- **THE TASK**
Reproduce verbatim only the line that holds "Where in the photo above can the tree trunk" and the lines that follow it to the end of the listing.

- **MATERIAL FOR THE TASK**
╔══

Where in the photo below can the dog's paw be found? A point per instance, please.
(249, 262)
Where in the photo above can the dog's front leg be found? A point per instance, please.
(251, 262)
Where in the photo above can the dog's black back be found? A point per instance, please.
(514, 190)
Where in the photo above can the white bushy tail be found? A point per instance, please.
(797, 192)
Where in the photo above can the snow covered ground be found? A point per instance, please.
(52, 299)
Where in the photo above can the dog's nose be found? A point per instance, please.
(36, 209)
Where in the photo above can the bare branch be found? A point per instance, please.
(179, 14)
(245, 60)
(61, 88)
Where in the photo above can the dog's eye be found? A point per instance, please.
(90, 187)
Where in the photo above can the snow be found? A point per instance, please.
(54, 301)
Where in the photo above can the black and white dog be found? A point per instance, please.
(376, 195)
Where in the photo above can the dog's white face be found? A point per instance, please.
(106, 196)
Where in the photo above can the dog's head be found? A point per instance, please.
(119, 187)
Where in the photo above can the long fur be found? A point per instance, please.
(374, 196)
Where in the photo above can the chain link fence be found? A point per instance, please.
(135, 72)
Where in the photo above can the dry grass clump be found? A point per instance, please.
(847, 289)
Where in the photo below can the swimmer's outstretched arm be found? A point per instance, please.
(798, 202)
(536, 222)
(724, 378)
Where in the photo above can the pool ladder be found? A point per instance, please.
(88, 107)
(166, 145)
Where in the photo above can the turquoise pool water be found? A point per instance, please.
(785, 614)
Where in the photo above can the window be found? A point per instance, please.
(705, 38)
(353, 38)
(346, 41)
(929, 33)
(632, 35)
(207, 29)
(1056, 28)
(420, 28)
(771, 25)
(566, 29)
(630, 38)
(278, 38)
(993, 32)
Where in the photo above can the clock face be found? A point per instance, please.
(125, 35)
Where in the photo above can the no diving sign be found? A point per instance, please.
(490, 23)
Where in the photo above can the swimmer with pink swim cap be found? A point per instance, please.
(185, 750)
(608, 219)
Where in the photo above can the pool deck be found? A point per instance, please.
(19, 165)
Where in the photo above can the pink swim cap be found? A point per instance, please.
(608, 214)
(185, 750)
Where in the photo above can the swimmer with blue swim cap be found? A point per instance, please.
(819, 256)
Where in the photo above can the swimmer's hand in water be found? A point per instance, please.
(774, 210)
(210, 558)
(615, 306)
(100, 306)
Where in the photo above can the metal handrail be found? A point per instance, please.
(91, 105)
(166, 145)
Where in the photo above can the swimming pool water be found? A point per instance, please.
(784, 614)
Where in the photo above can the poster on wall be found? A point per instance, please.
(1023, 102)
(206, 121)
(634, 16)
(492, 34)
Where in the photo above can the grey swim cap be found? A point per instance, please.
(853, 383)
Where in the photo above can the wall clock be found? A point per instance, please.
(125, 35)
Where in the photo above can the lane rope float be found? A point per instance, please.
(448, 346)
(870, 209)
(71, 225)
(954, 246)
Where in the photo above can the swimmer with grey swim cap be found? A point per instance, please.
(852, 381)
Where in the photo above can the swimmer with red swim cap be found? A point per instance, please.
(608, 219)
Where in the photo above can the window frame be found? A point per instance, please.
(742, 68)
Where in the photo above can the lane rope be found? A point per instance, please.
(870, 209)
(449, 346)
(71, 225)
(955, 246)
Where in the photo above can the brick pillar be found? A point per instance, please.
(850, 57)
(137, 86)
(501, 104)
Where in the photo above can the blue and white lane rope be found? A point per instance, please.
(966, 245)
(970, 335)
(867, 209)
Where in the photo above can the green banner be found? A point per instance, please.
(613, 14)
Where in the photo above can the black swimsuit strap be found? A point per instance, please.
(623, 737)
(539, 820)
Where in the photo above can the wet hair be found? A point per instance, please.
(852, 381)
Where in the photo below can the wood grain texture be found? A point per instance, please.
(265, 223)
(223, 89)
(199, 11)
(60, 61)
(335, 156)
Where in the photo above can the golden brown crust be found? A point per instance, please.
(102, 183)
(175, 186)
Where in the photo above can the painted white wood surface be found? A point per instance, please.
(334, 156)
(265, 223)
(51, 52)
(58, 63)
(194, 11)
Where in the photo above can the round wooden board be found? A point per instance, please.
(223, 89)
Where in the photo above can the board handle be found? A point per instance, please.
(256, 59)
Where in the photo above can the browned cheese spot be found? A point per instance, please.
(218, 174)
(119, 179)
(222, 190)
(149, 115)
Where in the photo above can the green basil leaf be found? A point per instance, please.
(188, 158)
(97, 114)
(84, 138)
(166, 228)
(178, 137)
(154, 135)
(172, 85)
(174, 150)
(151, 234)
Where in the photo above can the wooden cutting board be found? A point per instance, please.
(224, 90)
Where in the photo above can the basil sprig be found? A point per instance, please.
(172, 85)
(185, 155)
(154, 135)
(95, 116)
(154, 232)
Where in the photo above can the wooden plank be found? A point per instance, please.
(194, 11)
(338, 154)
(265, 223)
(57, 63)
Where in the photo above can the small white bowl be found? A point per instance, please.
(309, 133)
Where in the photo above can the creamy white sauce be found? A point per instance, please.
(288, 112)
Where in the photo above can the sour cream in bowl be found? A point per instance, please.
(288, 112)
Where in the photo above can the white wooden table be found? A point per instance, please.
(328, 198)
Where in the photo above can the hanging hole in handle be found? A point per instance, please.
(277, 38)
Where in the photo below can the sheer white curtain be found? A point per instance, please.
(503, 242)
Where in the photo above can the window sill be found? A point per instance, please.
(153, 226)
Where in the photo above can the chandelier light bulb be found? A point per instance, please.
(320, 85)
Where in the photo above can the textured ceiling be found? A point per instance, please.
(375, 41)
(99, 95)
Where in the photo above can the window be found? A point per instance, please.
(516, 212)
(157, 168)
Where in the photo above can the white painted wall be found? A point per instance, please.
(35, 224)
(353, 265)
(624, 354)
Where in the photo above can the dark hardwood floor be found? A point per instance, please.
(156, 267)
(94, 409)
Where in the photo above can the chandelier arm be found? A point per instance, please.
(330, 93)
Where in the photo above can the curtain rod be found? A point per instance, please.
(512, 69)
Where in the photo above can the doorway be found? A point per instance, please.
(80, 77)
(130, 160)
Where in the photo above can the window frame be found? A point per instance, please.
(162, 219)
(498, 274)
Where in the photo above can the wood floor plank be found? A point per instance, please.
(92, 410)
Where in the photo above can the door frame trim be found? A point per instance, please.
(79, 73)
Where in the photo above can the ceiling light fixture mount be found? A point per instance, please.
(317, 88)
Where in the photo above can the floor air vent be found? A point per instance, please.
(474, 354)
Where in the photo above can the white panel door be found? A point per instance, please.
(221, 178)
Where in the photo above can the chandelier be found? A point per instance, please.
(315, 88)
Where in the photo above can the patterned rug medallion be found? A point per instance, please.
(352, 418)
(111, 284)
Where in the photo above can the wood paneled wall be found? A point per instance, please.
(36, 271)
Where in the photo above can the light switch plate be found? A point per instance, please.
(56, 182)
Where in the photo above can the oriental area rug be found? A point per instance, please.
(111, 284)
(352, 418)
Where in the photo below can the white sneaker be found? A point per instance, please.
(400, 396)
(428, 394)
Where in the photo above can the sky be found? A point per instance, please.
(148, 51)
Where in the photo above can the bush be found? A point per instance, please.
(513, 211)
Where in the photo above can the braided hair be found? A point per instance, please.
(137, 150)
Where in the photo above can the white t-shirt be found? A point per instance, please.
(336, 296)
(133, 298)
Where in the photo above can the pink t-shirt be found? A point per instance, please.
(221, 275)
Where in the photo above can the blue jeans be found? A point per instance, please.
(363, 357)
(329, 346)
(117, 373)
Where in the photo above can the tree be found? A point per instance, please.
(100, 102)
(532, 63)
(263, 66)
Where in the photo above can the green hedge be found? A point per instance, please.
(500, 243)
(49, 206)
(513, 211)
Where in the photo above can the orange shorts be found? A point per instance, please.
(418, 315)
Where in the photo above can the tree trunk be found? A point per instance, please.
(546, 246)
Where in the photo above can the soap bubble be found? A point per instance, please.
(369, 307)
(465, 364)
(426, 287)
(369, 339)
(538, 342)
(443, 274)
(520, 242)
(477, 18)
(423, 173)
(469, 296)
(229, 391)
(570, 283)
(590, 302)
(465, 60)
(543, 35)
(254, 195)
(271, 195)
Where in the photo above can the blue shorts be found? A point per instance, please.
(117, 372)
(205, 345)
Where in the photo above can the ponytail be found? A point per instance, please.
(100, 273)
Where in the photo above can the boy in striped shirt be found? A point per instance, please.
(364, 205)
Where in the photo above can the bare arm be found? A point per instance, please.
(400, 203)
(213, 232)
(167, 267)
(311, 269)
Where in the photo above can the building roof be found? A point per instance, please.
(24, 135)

╚══

- **TASK ANSWER**
Where in the photo above can the tree trunk be found? A point per instance, please.
(546, 246)
Where in the photo above can the soap bubble be found? A point per instance, please.
(369, 307)
(465, 364)
(426, 287)
(369, 339)
(538, 342)
(443, 274)
(520, 242)
(477, 18)
(423, 173)
(469, 296)
(229, 391)
(570, 283)
(590, 302)
(465, 60)
(543, 35)
(254, 195)
(271, 195)
Where in the photo above can the blue shorts be found? A point per instance, please.
(117, 372)
(205, 345)
Where in the photo above can the ponytail be found? A point per instance, please.
(100, 273)
Where in the photo above can the boy in striped shirt be found? A point per instance, please.
(364, 205)
Where in the photo above can the bare arm be found? A point per instance, please.
(400, 203)
(213, 232)
(167, 267)
(311, 269)
Where in the photo above can the building roof be found? A point per instance, please.
(24, 135)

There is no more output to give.